Referring expression pointing data
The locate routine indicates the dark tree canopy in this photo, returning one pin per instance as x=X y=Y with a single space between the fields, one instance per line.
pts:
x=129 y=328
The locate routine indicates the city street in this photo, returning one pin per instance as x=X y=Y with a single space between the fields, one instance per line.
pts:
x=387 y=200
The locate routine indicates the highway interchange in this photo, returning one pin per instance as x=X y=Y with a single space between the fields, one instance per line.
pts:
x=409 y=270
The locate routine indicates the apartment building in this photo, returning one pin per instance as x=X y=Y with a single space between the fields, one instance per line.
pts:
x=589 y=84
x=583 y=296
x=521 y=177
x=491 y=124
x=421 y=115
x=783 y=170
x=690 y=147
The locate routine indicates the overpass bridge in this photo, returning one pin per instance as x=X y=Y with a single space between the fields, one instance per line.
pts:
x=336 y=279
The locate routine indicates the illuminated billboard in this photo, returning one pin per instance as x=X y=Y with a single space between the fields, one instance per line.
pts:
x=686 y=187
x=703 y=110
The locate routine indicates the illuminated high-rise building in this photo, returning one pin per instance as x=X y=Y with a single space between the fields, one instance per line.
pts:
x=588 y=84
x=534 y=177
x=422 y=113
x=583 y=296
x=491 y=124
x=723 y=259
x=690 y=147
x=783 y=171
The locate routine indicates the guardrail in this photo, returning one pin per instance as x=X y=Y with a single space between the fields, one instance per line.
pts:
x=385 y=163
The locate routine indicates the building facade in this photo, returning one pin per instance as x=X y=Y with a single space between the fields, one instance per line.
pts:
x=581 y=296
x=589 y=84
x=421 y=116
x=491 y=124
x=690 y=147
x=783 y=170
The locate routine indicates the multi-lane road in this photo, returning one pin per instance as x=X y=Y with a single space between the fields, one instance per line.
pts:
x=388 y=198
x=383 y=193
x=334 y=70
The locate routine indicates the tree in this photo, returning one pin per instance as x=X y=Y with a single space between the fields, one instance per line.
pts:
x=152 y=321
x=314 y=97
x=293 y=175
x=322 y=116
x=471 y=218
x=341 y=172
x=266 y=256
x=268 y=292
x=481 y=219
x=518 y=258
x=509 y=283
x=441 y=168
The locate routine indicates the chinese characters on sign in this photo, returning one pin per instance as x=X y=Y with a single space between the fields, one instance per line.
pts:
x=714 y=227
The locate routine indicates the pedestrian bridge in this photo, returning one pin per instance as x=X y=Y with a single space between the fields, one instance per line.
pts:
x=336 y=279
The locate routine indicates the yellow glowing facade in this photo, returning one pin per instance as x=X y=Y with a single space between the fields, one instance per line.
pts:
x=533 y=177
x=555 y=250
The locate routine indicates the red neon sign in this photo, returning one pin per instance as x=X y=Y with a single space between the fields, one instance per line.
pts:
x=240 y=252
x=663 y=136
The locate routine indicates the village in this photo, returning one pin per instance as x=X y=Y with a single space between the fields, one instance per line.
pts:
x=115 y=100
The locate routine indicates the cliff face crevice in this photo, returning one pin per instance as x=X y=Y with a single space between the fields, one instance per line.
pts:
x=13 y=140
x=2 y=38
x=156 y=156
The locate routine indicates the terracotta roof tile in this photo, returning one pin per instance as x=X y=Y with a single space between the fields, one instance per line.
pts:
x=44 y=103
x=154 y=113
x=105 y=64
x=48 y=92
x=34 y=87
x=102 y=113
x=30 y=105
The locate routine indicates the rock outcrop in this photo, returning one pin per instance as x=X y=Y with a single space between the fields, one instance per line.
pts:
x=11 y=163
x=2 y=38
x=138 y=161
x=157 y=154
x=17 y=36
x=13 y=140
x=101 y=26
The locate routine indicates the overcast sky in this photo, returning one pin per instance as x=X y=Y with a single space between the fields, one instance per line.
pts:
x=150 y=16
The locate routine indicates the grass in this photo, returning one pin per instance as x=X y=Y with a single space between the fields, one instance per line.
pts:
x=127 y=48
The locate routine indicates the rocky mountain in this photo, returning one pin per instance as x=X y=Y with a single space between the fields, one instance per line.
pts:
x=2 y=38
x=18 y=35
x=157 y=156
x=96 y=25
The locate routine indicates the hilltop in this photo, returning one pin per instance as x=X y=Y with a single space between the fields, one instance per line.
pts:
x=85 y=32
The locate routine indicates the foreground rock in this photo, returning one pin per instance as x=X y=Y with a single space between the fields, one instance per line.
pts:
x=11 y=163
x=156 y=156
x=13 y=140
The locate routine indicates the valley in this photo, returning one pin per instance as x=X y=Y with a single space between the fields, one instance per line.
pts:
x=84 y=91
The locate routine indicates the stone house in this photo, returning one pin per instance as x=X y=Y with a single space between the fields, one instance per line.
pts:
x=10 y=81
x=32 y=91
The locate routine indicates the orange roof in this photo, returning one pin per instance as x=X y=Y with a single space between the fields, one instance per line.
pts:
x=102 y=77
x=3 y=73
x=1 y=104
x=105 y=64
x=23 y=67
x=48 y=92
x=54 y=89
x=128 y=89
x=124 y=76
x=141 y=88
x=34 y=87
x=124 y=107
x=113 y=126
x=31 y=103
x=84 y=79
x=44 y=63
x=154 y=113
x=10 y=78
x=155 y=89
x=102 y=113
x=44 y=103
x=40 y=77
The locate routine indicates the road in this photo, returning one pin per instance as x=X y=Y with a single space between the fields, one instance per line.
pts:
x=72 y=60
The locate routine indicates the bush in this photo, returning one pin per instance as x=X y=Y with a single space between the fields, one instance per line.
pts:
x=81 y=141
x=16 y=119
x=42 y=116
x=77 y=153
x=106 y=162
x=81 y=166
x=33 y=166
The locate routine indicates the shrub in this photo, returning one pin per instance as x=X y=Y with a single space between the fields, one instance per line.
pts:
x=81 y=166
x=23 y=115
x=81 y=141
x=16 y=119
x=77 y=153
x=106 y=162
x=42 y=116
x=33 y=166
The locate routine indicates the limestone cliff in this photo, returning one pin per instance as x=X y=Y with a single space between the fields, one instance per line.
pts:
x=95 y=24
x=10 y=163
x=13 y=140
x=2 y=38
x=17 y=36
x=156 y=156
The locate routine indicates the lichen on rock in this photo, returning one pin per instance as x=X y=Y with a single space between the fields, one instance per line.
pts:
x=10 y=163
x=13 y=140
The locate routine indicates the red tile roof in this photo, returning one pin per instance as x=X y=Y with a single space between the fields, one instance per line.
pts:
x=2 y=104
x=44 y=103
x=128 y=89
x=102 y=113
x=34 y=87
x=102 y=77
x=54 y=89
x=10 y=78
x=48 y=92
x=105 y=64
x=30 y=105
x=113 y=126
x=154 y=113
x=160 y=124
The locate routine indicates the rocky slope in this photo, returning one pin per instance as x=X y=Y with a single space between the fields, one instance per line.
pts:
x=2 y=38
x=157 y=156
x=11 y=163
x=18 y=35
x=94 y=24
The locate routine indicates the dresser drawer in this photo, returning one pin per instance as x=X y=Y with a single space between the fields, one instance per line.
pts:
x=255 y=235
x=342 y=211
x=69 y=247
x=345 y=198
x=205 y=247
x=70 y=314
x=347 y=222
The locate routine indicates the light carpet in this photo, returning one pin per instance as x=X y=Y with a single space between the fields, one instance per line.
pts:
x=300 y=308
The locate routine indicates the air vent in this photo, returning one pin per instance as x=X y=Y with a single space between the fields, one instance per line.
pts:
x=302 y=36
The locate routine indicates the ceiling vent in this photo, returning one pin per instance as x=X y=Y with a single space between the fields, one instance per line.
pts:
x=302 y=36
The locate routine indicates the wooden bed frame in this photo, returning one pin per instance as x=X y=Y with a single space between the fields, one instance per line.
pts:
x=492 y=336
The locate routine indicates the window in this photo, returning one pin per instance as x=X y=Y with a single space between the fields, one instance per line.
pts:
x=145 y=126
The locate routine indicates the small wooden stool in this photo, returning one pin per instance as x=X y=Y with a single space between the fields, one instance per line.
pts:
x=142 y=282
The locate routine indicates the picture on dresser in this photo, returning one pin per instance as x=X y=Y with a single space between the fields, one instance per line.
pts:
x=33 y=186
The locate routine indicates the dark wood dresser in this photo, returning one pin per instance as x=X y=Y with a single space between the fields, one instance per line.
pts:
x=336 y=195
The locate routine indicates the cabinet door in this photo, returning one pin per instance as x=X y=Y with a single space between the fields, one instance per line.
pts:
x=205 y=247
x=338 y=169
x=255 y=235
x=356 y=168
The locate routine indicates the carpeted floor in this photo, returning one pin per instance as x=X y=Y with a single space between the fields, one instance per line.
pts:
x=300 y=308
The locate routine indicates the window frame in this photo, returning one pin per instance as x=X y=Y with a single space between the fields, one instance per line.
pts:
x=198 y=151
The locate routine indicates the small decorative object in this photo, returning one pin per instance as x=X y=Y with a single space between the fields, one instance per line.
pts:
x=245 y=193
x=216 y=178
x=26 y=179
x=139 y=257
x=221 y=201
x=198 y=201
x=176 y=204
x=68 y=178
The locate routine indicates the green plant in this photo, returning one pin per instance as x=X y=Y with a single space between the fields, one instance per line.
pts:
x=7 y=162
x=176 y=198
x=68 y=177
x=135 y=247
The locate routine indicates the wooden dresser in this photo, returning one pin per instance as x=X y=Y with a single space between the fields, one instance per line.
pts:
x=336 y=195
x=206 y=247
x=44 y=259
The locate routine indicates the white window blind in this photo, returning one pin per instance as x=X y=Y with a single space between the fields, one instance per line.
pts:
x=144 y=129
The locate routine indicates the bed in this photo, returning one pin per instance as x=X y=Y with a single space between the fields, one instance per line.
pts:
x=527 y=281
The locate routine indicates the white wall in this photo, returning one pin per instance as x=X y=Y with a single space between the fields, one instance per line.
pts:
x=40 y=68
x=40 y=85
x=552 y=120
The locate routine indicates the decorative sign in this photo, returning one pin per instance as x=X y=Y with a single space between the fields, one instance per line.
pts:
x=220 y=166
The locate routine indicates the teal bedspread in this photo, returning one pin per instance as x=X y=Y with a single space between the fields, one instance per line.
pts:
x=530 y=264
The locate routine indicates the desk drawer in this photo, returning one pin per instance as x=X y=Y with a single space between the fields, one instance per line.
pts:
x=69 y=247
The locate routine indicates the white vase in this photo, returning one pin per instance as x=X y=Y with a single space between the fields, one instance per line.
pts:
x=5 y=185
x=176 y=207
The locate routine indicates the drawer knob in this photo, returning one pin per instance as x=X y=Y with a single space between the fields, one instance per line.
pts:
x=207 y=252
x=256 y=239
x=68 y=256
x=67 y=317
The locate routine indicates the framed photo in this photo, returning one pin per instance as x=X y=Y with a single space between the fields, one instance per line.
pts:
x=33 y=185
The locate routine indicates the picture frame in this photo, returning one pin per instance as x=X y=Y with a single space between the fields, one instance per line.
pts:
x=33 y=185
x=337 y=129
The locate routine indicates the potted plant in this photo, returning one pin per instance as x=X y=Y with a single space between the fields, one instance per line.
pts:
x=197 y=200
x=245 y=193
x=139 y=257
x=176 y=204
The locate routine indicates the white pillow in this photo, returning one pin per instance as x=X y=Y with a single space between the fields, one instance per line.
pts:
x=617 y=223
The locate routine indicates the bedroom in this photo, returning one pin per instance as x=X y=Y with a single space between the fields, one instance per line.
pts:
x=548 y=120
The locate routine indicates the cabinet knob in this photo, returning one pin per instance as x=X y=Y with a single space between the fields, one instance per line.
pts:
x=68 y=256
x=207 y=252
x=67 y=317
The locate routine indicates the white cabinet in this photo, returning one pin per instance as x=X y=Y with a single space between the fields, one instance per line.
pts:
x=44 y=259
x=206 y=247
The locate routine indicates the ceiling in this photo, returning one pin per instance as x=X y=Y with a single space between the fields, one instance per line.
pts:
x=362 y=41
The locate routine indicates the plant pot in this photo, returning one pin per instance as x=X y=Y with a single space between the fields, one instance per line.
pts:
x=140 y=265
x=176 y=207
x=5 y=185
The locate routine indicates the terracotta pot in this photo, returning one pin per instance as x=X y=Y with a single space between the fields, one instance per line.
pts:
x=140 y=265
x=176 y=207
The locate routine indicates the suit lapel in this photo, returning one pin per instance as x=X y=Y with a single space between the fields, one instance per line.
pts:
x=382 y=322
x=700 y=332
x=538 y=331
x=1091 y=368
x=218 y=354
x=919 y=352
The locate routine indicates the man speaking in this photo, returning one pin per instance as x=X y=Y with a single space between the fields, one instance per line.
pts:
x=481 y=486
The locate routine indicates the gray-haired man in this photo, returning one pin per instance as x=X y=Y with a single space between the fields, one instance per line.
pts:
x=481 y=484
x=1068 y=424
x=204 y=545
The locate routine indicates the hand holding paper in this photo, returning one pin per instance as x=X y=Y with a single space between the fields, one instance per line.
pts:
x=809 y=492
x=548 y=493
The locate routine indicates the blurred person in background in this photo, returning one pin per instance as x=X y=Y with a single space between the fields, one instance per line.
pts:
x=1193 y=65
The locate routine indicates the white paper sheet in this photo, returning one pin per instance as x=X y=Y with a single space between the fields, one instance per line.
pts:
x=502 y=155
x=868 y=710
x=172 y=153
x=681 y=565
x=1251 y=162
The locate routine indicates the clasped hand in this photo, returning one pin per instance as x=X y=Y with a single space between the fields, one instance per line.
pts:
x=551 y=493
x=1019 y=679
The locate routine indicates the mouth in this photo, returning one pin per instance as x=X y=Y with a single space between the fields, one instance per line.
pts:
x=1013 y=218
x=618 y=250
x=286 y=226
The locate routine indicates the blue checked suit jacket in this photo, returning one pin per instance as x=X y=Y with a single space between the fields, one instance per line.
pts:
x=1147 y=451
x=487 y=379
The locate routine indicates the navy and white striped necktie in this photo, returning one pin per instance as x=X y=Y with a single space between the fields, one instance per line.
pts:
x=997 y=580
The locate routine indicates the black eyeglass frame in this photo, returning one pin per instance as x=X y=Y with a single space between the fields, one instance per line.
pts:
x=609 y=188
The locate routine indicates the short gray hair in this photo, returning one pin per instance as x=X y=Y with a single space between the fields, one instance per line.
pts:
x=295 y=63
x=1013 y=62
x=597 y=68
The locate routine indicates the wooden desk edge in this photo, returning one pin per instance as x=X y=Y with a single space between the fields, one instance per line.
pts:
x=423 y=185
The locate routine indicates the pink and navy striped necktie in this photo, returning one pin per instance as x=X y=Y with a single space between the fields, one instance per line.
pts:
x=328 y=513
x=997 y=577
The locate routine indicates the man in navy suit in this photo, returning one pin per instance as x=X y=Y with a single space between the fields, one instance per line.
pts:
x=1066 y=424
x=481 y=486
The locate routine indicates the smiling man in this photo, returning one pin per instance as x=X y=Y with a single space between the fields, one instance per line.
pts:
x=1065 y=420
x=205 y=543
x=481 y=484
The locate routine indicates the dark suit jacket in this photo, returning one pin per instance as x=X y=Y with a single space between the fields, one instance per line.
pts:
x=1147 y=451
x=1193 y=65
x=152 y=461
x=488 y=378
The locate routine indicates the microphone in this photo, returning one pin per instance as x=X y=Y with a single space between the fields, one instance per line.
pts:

WHAT TO DO:
Report back each line of the entries that holds the string "drawer".

ANSWER SPACE:
The locate routine indicates the dresser drawer in this photo, returning one pin per instance as x=X y=Y with a single space between the fields, one instance per line.
The locate routine indicates the desk drawer in this photo, returning one pin per instance as x=X y=Y with a single space between the fields, one instance per line.
The locate routine indicates the drawer knob in this photo, returning one pin per instance as x=X y=Y with a single space between the fields, one instance per line.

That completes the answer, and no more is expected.